Point-per-instance localization data
[Start of section]
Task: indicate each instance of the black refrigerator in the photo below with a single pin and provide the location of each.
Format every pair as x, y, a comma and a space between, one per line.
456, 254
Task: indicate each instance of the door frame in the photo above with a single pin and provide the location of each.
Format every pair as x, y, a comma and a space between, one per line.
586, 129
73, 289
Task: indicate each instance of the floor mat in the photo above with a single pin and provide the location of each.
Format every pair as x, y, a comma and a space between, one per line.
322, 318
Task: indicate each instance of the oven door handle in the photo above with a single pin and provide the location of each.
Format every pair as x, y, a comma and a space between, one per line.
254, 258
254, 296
[End of section]
▶ [About this exercise]:
Reproduce the records above exactly, character for character.

▶ [Expected answer]:
Task: indicate each instance of the black refrigerator in the photo below with a single pin and provide the location of each.
Format every pair as x, y, a comma and a space between, one per line.
456, 254
Task: indicate each instance of the door frame in the photo above with a single pin and provide the location of each.
Format every pair as x, y, a comma and a space between, one per line.
586, 129
73, 289
Task: indicate each instance of the floor mat in the photo above with a single pin and provide the location of each.
Format every pair as x, y, a comma and a space between, one per line.
322, 318
Task: indicate each instance of the oven door handle in the photo above with a single pin and provide the location of each.
Format every pair as x, y, a comma and a space between, one per line.
254, 258
254, 296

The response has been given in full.